• [Sélection]
· · ·

Chroniques

par bertrand bolognesi

L’Épopée de Gilgamesh
opéra instrumental de Zad Moultaka

Arsenal, Metz
- 30 novembre 2018
à Metz, création mondiale de "L’Épopée de Gilgamesh" de Zad Moultaka
© catherine peillon

Depuis une quinzaine d’années, Zad Moultaka confronte les instruments traditionnels orientaux aux instruments baroques occidentaux, au sein de Mezwej, l’ensemble qu’il a lui-même fondé et qu’il dirige (ici Claudio Bettinelli, Stefanos Dorbarakis, Harris Lambrakis, Andreas Linos, Vangelis Pashalidis, Christine Plubeau, Sokratis Sinopoulos et Evgenios Voulgaris). Créateur, à la fois par la peinture et par la musique, l’artiste francolibanais se penche en penseur sur les grandes légendes ancestrales. Telle son expression, aux confins de plusieurs médiums, celle de Gilgamesh – douze tablettes rédigées en akkadien – voyage entre la Mésopotamie, deux millénaires avant notre ère, et le récit persan Hazār-afsāna, à l’origine du Livre des mille et une nuits, au Ve siècle, en passant par les neuf cent soixante-dix manuscrits de Qumrân (Ier siècle) et une évocation dans l’œuvre d’Élien le Sophiste, à l’orée du IIIe siècle.

Après avoir inspiré Martinů qui, en 1955, conçut à Nice l’oratorio Epos o Gilgamešovi, les aventures du roi mégalomane de l’antique cité d’Uruk (dans le sud de l’Irak actuel) investissent l’imaginaire de Zad Moultaka et donnent naissance à un opéra pour huit instrumentistes, électronique et vidéo, donné ce soir en création mondiale à l’Arsenal, l’un de ses commanditaires, au terme d’une résidence fructueuse [lire notre entretien]. La revendication du genre opéra pour une œuvre non chantée et pas même parlée, ou si peu (vers la fin), a de quoi surprendre. Pourtant, il s’agit assurément d’un théâtre, les sons parlant plus encore que le livret projeté au-dessus des musiciens, sur la neutralité glaciale d’un vaste écran : c’est dans le clair-obscur du plateau que l’œil et l’oreille trouvent refuge vers l’intelligible – le sensible, le comprendre, sans l’explicable.

· · ·

(Entrées sur la localisation d'objets nommés)
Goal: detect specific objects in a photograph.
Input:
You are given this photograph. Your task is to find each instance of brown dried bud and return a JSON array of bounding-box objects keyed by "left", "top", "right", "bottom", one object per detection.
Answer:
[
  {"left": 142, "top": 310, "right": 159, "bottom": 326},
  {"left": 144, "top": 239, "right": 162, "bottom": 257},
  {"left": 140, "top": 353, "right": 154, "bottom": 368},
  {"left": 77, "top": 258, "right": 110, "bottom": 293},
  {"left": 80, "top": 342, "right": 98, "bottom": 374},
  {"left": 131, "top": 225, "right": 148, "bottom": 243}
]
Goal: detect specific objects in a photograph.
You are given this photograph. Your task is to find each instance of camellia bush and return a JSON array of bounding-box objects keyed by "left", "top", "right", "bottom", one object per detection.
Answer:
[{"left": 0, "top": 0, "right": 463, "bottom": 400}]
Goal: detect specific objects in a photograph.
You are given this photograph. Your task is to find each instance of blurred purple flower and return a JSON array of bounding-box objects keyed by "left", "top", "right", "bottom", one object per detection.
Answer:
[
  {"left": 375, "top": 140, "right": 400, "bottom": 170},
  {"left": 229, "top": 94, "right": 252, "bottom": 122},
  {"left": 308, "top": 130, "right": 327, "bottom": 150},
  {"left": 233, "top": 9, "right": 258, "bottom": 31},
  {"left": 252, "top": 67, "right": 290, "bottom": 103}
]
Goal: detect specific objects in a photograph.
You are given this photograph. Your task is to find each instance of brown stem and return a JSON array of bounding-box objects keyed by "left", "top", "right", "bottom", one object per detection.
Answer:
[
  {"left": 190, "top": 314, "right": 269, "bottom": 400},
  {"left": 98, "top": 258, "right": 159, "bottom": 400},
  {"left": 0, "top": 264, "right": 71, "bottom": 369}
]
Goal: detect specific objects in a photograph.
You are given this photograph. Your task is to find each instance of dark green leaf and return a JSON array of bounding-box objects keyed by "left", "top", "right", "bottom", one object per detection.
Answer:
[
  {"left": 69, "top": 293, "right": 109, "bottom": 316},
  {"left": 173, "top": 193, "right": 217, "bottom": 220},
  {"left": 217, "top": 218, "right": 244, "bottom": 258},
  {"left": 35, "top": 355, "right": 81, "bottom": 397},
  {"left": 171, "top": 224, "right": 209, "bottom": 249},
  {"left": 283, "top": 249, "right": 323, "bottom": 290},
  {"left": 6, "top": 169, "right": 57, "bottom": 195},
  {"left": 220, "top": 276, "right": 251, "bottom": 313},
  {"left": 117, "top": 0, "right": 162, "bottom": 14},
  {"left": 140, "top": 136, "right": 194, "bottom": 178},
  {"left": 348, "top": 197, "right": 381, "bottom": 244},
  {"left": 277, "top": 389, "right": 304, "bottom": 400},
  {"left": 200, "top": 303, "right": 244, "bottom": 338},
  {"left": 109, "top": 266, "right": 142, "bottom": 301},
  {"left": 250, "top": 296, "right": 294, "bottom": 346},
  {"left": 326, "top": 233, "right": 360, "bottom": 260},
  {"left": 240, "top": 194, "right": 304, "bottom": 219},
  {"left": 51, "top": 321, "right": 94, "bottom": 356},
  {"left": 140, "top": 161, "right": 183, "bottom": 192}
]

· · ·

• [Série d'exercices]
1 - Recopiez le passage de la chronique sur L'Épopée de Gilgamesh qui commence à « Après avoir inspiré » et se termine à « comprendre, sans l’explicable. ».
2 - Poursuivez la chronique sur L'Épopée de Gilgamesh à partir de sa dernière phrase.

• [Réponses par consigne]
1 -
Après avoir inspiré Martinů qui, en 1955, conçut à Nice l’oratorio Epos o Gilgamešovi, les aventures du roi mégalomane de l’antique cité d’Uruk (dans le sud de l’Irak actuel) investissent l’imaginaire de Zad Moultaka et donnent naissance à un opéra pour huit instrumentistes, électronique et vidéo, donné ce soir en création mondiale à l’Arsenal, l’un de ses commanditaires, au terme d’une résidence fructueuse [lire notre entretien]. La revendication du genre opéra pour une œuvre non chantée et pas même parlée, ou si peu (vers la fin), a de quoi surprendre. Pourtant, il s’agit assurément d’un théâtre, les sons parlant plus encore que le livret projeté au-dessus des musiciens, sur la neutralité glaciale d’un vaste écran : c’est dans le clair-obscur du plateau que l’œil et l’oreille trouvent refuge vers l’intelligible – le sensible, le comprendre, sans l’explicable.

2 -
Ouvert par un accord déflagrant et prolongé, répété plusieurs fois en modulant la scansion rythmique, L’Épopée de Gilgamesh alterne des moments drument percussifs à des séductions enveloppantes dont les micro-intervalles brouillent les repères. D’une honguette miraculeuse, Moultaka cisèle un double parcours, à la fois narratif et rituel. Les faits à connaître s’écrivent sur l’écran, si bien qu’on a bientôt le sentiment d’assister à un ciné-concert dont on imaginerait soi-même les images à partir des cartons-texte et, surtout, de la musique – ainsi chacun compose-t-il sa propre bobine, donnant vie à autant de versions qu’il est de spectateurs dans la salle. En conjuguant des modes de jeu convenus à des usages moins orthodoxes, les officiants de Mezwej mêlent non seulement les couleurs d’horizons différents mais les scindent en des alliages inventifs, inédits. Trois résidences expérimentales sont à l’origine d’un riche et mystérieux coqueron, avec le soutien du Centre Culturel Onassis d’Athènes (Στέγη του Ιδρύματος Ωνάση)*.

Peu à peu, la musique prend un jour proprement hypnotique, lorsque le jeune Gilgamesh part lutter contre le gardien de la forêt des cèdres, Humbaba le Géant. Après la conquête, les aléas qui mènent à la perte du fidèle et très cher Enkidu se resserrent dans une condensation extrême qui se concentre sur la prise de conscience de la mort et, avec lui, le désir d’immortalité. « L’angoisse de la mort est un leitmotiv qui hante notre existence depuis le commencement. Chaque civilisation y apporte son remède, la nôtre se réfugie avec cynisme dans un déni qui nous pousse vers un excès de matérialisme et de consumérisme désespérés, car les dieux ont depuis longtemps désertés nos contrées. D’où l’urgence de ce texte pour nous mettre face à nos incertitudes et nous ramener peut-être vers plus d’humanité », précise le compositeur (brochure de salle). Gilgamesh, miroir de l’homme moderne ?... De nombreux adolescents, venus découvrir l’œuvre, paraissent captifs ; ils écoutent et regardent sans un geste, sans un bruit, à l’inverse des aînés qui volontiers se laissent dissiper par la moindre toux : voilà qui invite à penser qu’une transmission impalpable a bien lieu.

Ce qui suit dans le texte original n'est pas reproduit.